**Tarefas a realizar**.
1 - Resuma em duas frases o texto sobre os primeiros dias na faculdade.
2 - No texto sobre os primeiros dias na faculdade, porque é que quem vem de fora já está mais habituado ao sotaque da capital?

**Excerto do documento**.

Ah, os primeiros dias do primeiro ano dos nossos tempos de faculdade…

Em cada Setembro, de todo o país, chegam jovens de 18 anos nervosos e livres, na expectativa deste mundo novo que aí vem. (Alguns até virão da rua ao lado, mas o mundo é outro, a vida é nova.)

Por esses dias, as histórias são imensas e, se para quem vê de fora parece tudo igual, quem está a viver esses dias sente-os como histórias mais interessantes do que todas as narrativas do mundo desde o início dos tempos.

Ainda por cima está sol e estamos em Lisboa. Ou, pelo menos, estava eu e estavam os meus futuros amigos quando nos vimos pela primeira vez na faculdade.

Um dos aspectos curiosos desse primeiro encontro entre pessoas de todo o país (muitos dos quais serão amigos para a vida) são as pequenas diferenças linguísticas. Notamos ou não notamos, gozamos ou não gozamos, mas há ali um primeiro embate — que presumo até ser maior da parte dos lisboetas. Afinal, quem vem de fora já está mais habituado ao sotaque da capital, todos os dias a dar na televisão.

**Dados registados**.
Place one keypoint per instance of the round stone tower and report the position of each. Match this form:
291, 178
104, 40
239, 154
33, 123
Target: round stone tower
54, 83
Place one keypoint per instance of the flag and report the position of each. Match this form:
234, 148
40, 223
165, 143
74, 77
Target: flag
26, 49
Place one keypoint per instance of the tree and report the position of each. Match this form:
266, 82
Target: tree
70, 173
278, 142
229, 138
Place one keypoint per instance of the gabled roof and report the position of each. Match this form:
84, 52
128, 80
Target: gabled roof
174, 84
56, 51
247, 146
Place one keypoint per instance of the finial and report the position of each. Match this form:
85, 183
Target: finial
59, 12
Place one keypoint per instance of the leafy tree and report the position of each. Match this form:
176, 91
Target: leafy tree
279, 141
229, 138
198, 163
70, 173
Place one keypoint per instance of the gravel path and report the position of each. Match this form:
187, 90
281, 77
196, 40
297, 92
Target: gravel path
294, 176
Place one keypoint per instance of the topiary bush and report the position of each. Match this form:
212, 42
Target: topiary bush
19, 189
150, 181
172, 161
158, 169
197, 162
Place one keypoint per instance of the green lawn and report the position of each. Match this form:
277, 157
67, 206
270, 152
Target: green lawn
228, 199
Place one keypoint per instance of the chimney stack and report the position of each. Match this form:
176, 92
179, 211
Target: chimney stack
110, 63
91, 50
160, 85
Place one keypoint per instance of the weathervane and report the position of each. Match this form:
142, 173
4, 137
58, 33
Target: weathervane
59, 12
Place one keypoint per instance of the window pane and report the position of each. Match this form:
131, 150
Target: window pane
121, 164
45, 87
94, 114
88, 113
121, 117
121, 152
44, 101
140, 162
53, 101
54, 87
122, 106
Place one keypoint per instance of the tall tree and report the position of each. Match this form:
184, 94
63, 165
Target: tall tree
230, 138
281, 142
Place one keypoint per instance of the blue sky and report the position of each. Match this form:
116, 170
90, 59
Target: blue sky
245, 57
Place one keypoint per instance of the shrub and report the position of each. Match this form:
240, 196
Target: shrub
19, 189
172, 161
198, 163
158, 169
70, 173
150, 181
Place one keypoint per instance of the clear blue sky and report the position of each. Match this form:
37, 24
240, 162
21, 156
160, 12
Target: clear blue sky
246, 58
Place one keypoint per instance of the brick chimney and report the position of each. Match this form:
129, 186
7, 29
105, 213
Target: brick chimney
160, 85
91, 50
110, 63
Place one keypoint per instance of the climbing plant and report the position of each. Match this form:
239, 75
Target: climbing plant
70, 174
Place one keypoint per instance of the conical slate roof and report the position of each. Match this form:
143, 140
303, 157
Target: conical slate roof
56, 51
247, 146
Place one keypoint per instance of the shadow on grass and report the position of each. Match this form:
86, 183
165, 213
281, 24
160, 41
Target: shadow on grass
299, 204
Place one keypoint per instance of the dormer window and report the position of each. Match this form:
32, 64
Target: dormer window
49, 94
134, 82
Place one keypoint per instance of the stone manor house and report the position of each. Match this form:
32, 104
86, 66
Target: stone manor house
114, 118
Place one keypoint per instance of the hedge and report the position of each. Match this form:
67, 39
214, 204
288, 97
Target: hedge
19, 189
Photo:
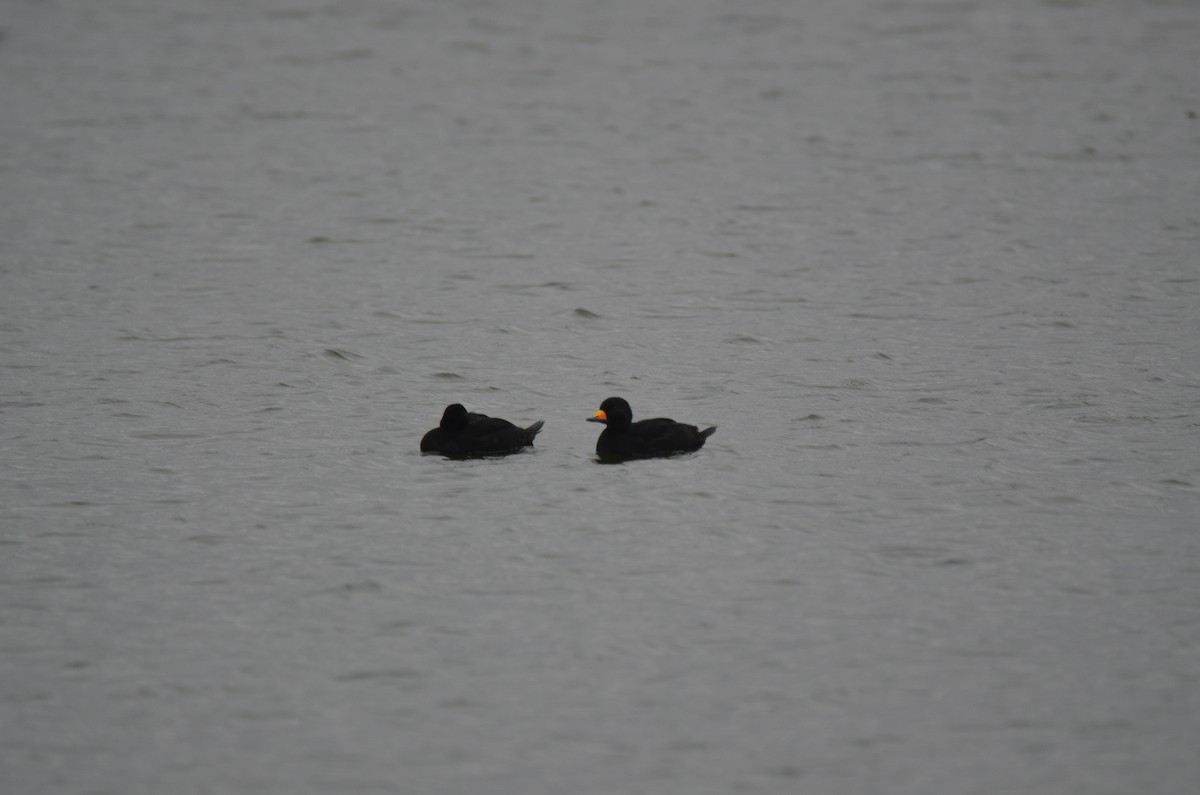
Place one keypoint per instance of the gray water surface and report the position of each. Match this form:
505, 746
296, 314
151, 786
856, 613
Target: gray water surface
933, 268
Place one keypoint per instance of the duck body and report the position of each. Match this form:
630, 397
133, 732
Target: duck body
647, 438
462, 434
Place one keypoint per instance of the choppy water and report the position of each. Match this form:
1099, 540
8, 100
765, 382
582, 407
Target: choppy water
930, 267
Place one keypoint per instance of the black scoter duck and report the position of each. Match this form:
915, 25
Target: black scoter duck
624, 438
462, 432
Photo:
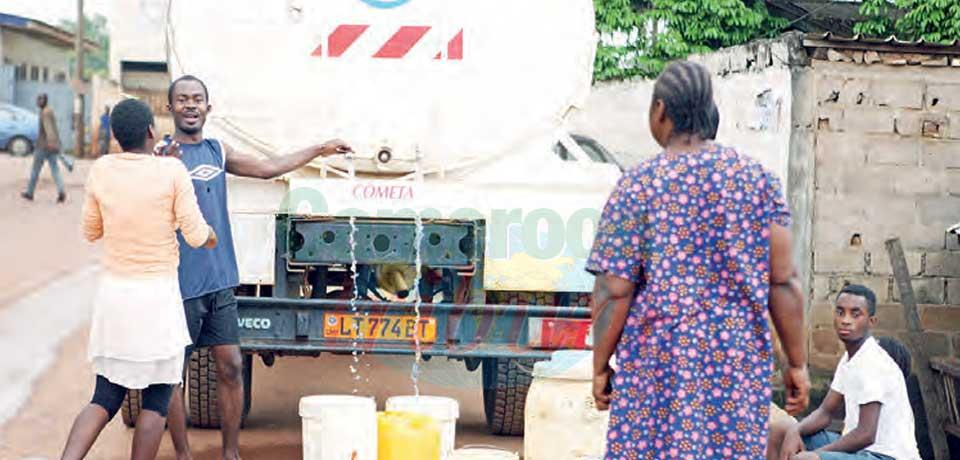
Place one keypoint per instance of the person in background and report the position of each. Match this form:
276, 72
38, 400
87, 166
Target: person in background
136, 202
47, 150
692, 256
103, 134
868, 387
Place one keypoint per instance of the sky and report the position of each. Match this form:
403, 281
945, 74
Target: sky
51, 11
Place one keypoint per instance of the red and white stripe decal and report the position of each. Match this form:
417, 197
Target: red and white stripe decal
398, 46
402, 42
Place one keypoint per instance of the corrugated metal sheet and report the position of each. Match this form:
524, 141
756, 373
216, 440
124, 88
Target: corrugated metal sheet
891, 44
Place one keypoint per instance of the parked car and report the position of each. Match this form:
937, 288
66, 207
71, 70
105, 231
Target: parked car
594, 150
18, 129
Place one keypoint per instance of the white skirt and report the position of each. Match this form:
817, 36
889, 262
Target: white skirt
139, 330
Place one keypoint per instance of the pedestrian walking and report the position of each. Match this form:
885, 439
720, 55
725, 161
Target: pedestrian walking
692, 256
136, 202
47, 150
103, 134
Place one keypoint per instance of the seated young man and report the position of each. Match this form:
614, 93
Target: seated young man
868, 387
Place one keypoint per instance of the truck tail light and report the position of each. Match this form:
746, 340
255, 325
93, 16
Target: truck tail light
550, 333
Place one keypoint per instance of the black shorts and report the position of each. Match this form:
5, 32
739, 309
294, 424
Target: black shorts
109, 396
212, 320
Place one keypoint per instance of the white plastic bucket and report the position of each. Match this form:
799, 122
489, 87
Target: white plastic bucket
561, 420
445, 411
339, 427
483, 453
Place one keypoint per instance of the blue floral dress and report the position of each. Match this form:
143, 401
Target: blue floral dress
692, 231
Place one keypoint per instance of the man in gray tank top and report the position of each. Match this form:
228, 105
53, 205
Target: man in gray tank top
208, 277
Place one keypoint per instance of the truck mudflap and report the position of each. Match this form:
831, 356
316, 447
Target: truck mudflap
311, 326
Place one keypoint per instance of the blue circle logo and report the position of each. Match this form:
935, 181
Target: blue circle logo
385, 4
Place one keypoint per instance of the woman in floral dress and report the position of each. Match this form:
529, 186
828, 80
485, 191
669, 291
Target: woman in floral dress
691, 253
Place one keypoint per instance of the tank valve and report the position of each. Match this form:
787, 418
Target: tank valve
384, 155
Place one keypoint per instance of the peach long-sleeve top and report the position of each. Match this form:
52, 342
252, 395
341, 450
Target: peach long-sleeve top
136, 202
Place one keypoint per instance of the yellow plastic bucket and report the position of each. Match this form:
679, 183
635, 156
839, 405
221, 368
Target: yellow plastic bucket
407, 436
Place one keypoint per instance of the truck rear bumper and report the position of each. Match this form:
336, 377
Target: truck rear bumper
296, 327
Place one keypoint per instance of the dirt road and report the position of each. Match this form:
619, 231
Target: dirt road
47, 274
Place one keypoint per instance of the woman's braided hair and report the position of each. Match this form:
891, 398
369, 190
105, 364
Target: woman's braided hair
687, 91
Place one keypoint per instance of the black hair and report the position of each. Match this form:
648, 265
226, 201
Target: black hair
714, 123
206, 92
898, 352
129, 121
686, 90
861, 291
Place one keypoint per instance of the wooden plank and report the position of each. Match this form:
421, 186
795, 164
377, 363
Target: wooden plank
932, 393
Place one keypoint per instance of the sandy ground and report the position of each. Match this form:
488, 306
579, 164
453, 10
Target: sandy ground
46, 281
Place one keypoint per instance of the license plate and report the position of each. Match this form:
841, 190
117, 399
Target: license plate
379, 327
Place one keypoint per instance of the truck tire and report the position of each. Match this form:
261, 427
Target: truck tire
203, 397
505, 385
130, 410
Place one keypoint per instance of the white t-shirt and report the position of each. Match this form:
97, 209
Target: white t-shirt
873, 376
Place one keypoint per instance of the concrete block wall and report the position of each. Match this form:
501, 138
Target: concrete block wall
887, 163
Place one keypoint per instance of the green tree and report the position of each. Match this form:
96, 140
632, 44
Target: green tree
878, 18
932, 20
659, 31
98, 62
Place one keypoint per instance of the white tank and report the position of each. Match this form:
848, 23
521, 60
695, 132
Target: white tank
459, 81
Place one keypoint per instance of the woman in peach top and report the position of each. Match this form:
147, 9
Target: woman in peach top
136, 202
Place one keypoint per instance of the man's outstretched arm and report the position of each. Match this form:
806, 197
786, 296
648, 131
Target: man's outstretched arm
247, 165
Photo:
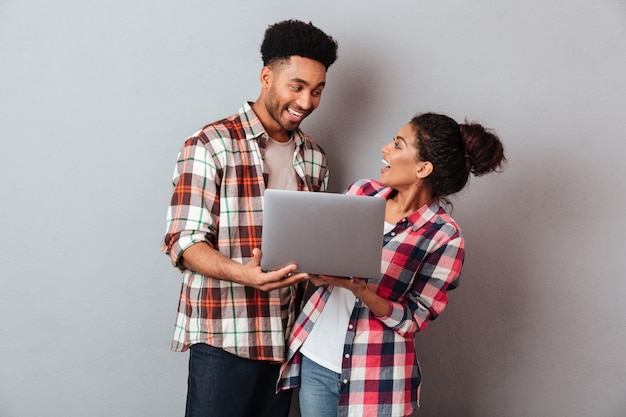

**Resoluções**.
1 - Todos os anos, em setembro, chegam à faculdade jovens de 18 anos de todo o país, nervosos e livres, à espera de um mundo novo, e quem vive esses dias sente-os como histórias mais interessantes do que todas as narrativas do mundo. No primeiro encontro entre essas pessoas notam-se pequenas diferenças linguísticas, um primeiro embate que se presume ser maior da parte dos lisboetas.

2 - Porque esse sotaque passa todos os dias na televisão.